--- start READING PASSAGE ---

Domestic wells tapping shallow ground water are an important source of potable water for rural residents of Lahontan Valley. For this reason, the public has expressed concern over the acquisition of water rights directed by Public Law 101-618. The acquisition has resulted in removal of land from irrigation, which could cause shallow domestic wells to go dry and adversely affect shallow ground-water quality.
Periodic water-level measurements and water-quality sampling at a monitoring-well network developed by the U.S. Geological Survey (USGS) provided data to evaluate the potential effects of changes in water use. The USGS, in cooperation with Churchill County, analyzed these data and the monitoring-well network to determine if the network provides an adequate means to measure the response of the shallow aquifer to changes in water use, and to determine if measurable changes have taken place.
To evaluate the USGS monitoring-well network, wells were characterized by their distance from active canals or ditches, and from currently (2003) or formerly irrigated land. An analysis of historical data showed that about 9,800 acres of land have been removed from irrigation, generally from the late 1990's to 2003. Twenty-five wells in the network are within about 1 mile of fields removed from irrigation. Of the 25 wells, 13 are within 300 feet of canals or ditches where seepage maintains stable water levels. The 13 wells likely are not useful for detecting changes caused by reductions in irrigation. The remaining 12 wells range from about 400 to 3,800 feet from the nearest canal and are useful for detecting continued changes from current reductions in irrigation. The evaluation showed that of the 75 wells in the network, only 8 wells are likely to be useful for detecting the effects of future (after 2003) reductions in irrigation.

--- end READING PASSAGE ---
--- start INFORMATION GIVEN ---

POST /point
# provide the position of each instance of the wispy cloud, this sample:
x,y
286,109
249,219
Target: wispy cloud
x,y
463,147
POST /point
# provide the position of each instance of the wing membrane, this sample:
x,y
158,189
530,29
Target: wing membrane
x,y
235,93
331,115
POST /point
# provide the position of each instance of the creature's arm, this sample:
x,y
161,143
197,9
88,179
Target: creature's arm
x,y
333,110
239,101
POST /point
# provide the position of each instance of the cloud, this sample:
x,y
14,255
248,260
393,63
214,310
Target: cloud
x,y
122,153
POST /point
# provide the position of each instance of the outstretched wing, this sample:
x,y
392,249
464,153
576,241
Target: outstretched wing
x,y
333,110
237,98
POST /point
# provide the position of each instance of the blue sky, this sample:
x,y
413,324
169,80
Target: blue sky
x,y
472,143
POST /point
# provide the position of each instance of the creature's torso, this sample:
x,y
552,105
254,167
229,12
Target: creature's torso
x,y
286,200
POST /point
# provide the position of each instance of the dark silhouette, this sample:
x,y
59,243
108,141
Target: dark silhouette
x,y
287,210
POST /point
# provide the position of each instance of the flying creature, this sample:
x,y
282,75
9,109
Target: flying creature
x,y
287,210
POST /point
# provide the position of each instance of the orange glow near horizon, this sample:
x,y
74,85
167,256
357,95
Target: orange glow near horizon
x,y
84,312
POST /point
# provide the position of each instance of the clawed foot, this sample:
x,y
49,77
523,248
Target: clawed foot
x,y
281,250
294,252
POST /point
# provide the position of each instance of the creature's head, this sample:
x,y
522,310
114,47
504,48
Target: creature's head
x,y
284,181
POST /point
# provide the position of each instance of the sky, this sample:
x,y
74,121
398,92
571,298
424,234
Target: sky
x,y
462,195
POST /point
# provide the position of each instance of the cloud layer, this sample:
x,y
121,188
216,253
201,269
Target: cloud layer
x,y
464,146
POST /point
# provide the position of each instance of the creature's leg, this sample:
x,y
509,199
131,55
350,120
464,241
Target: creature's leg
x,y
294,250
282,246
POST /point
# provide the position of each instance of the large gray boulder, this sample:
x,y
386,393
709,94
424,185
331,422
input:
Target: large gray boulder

--- end INFORMATION GIVEN ---

SHORT PROBLEM 1:
Please summarize the Lahontan Valley well-network text in two sentences.
SHORT PROBLEM 2:
From the Lahontan Valley well-network text, reproduce the passage from "Domestic wells tapping" up to and including "shallow ground-water quality.".
SHORT PROBLEM 3:
Carry on writing the Lahontan Valley well-network text from its last sentence.

WRITTEN REPLY 1:
Because removing land from irrigation under Public Law 101-618 could dry up shallow domestic wells and harm shallow ground-water quality in Lahontan Valley, the USGS and Churchill County analyzed data from a monitoring-well network to judge whether it can measure the shallow aquifer's response to changes in water use and whether measurable changes have occurred. With about 9,800 acres removed from irrigation, the evaluation found that only 8 of the network's 75 wells are likely to be useful for detecting the effects of future reductions in irrigation.

WRITTEN REPLY 2:
Domestic wells tapping shallow ground water are an important source of potable water for rural residents of Lahontan Valley. For this reason, the public has expressed concern over the acquisition of water rights directed by Public Law 101-618. The acquisition has resulted in removal of land from irrigation, which could cause shallow domestic wells to go dry and adversely affect shallow ground-water quality.

WRITTEN REPLY 3:
Water levels at most of the monitoring wells near irrigated land have declined from 1998 to 2003 because of drought conditions and below normal releases from Lahontan Reservoir. This period coincides with the period of irrigation reductions, tending to mask declines directly caused by the reductions. It is likely that seepage from the diffuse network of canals and ditches in Lahontan Valley also masks declines caused by reductions in irrigation. In addition, the limited number of monitoring wells near land removed from irrigation, yet more than 300 feet from an active canal, does not allow a valid statistical correlation between reductions in irrigation and water-level declines.
Water-level declines between the last two periods of below normal releases from Lahontan Reservoir, 1992-95 and 2000-2003, ranged from 0.4 to 4.2 feet at 11 monitoring wells near land removed from irrigation. The maximum observed water declines were about 2 to 4 feet in three wells in the southern part of Lahontan Valley. The three wells are near or surrounded by more than 1,000 acres removed from irrigation, are now more than 3,600 feet from continued irrigation, and are within 300 feet of a canal with greatly decreased use. Water levels generally rose in monitoring wells near Stillwater, Nevada, even though large amounts of nearby land were removed from irrigation. This was likely caused by conditions in 2003 that were not as dry as those in the early 1990's and additional seepage from the increased use and stage of canals for delivery of water to wetland areas.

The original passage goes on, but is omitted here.